▶ **BRIEF**: The result should be an exact copy of the entries that follow, with no pictures included.

▶ **DATASET**:

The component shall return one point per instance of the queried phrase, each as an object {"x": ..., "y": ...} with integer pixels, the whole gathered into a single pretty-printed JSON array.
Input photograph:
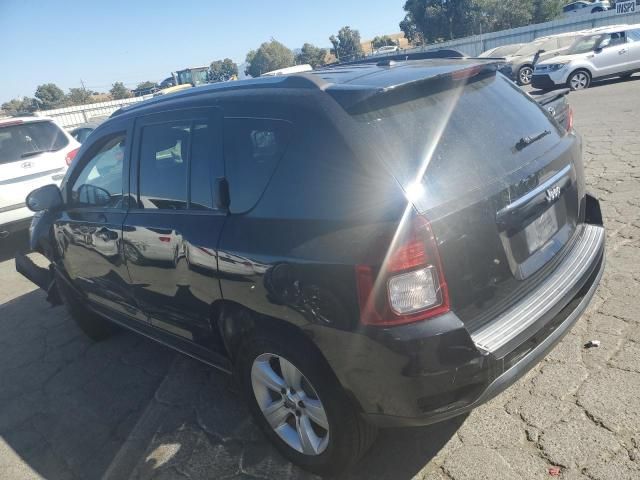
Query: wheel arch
[{"x": 235, "y": 322}]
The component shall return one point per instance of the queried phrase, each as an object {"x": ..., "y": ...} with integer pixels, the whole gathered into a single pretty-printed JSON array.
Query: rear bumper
[
  {"x": 513, "y": 372},
  {"x": 544, "y": 82},
  {"x": 14, "y": 220},
  {"x": 430, "y": 371}
]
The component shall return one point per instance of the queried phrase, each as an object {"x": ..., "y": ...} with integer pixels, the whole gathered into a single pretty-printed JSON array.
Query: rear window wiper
[
  {"x": 35, "y": 152},
  {"x": 526, "y": 141}
]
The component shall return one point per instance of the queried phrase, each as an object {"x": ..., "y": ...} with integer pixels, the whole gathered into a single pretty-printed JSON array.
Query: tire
[
  {"x": 579, "y": 80},
  {"x": 337, "y": 436},
  {"x": 524, "y": 75},
  {"x": 91, "y": 324}
]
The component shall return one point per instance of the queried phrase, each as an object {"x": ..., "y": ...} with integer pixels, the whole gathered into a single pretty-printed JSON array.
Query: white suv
[
  {"x": 34, "y": 151},
  {"x": 597, "y": 54}
]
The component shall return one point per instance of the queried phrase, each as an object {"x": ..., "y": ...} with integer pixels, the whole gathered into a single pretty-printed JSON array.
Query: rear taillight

▶ **TASK OUTPUT**:
The component shall return one point per instance of the queried phrase, each as an object {"x": ..., "y": ...} with integer pixels, the whole gathered into a single pretty-printed JSON array.
Input photograph:
Query: wheel arch
[{"x": 235, "y": 322}]
The component shall return one point per instance of the queried phrase, each as an object {"x": ..., "y": ...} with integer pixels, the whole gathered into a single pretty-printed JSON array.
Query: rear bumper
[
  {"x": 513, "y": 372},
  {"x": 544, "y": 82},
  {"x": 14, "y": 220},
  {"x": 430, "y": 371}
]
The component shall return one point per instance of the queried phrase, each as an object {"x": ..., "y": ...} with integer pixels, the whole gathered into a single pretty-printed JSON array.
Query: rear window wiper
[
  {"x": 35, "y": 152},
  {"x": 526, "y": 141}
]
The component shall return one point per instance of the queried phrase, each as an object {"x": ..., "y": ...} with integer pixels, the whole gathered into a single pretty-printed JSON array.
Query: tire
[
  {"x": 579, "y": 80},
  {"x": 337, "y": 436},
  {"x": 524, "y": 75},
  {"x": 91, "y": 324}
]
The component shall return one point per instance of the queried phrase, each as an object {"x": ..., "y": ...} with integer pixels, the whole gathered into a single pretty-printed JSON array.
Query: white suv
[
  {"x": 34, "y": 151},
  {"x": 597, "y": 54}
]
The component shall return one point per instance of the queried phrase, each as an object {"x": ..., "y": ...} with integer pixels, the whole gathered into a single pretty-printed JSON array.
Query: rear taillight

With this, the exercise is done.